* Begin Text passage *

Joey McGuire (born August 6, 1971) is an American football coach. He is the head football coach at Texas Tech University, a position he had held since the 2022 season. McGuire previously served as the associate head coach and outside linebackers coach at Baylor University. Prior to Baylor, he was a head coach at the high school level in Texas, where he won a trio of state championships to go along with numerous bi-district and district championships.

Coaching career

High school coaching
McGuire began his coaching career at his alma mater Crowley High School in Texas as the defensive line coach. He went on to coach at Cedar Hill High School as their secondary coach in 1997 under former Crowley coach Robert Woods before being promoted to the school's head coach in 2003. At Cedar Hill, McGuire took on a program that had not recorded a winning season in years and had never won a playoff game. As head coach from 2003 through 2016, McGuire went 141-42 and led the Longhorns to four state-championship games, winning in 2006, 2013 and 2014 and finishing runner-up in 2012. His teams won seven district titles, nine bi-district championships, and appeared in the playoffs in 12 straight years.

Baylor
McGuire was hired as the tight ends coach at Baylor in 2017 under first-year head coach Matt Rhule. He was promoted to associate head coach in 2019 and reassigned to coach the defensive ends. He served as the program's interim head coach when Rhule left to accept the Carolina Panthers coaching position in 2020. After Dave Aranda was named Baylor's head coach on January 16, 2020, McGuire was retained as associate head coach and shifted to outside linebackers coach.

* End Text passage *
* Begin Data provided *

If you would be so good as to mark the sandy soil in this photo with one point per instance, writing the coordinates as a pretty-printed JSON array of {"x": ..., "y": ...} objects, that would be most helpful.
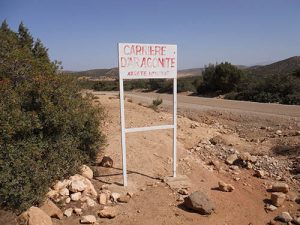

* End Data provided *

> Instructions
A) Reproduce the passage of the Joey McGuire profile from "High school coaching" up to and including "12 straight years.".
B) Turn the paragraph of the Joey McGuire profile that opens with "McGuire was hired as the tight ends coach" into a short list that keeps its main facts.
C) According to the Joey McGuire profile, what was his win-loss record as head coach at Cedar Hill High School?
The material has no role in this exercise.

> Solutions per task
A)
High school coaching
McGuire began his coaching career at his alma mater Crowley High School in Texas as the defensive line coach. He went on to coach at Cedar Hill High School as their secondary coach in 1997 under former Crowley coach Robert Woods before being promoted to the school's head coach in 2003. At Cedar Hill, McGuire took on a program that had not recorded a winning season in years and had never won a playoff game. As head coach from 2003 through 2016, McGuire went 141-42 and led the Longhorns to four state-championship games, winning in 2006, 2013 and 2014 and finishing runner-up in 2012. His teams won seven district titles, nine bi-district championships, and appeared in the playoffs in 12 straight years.

B)
- 2017: Hired as tight ends coach at Baylor under first-year head coach Matt Rhule.
- 2019: Promoted to associate head coach and reassigned to coach the defensive ends.
- 2020: Served as interim head coach when Rhule left for the Carolina Panthers.
- January 16, 2020: Dave Aranda became head coach. McGuire stayed on as associate head coach and moved to outside linebackers coach.

C) He went 141-42 from 2003 through 2016.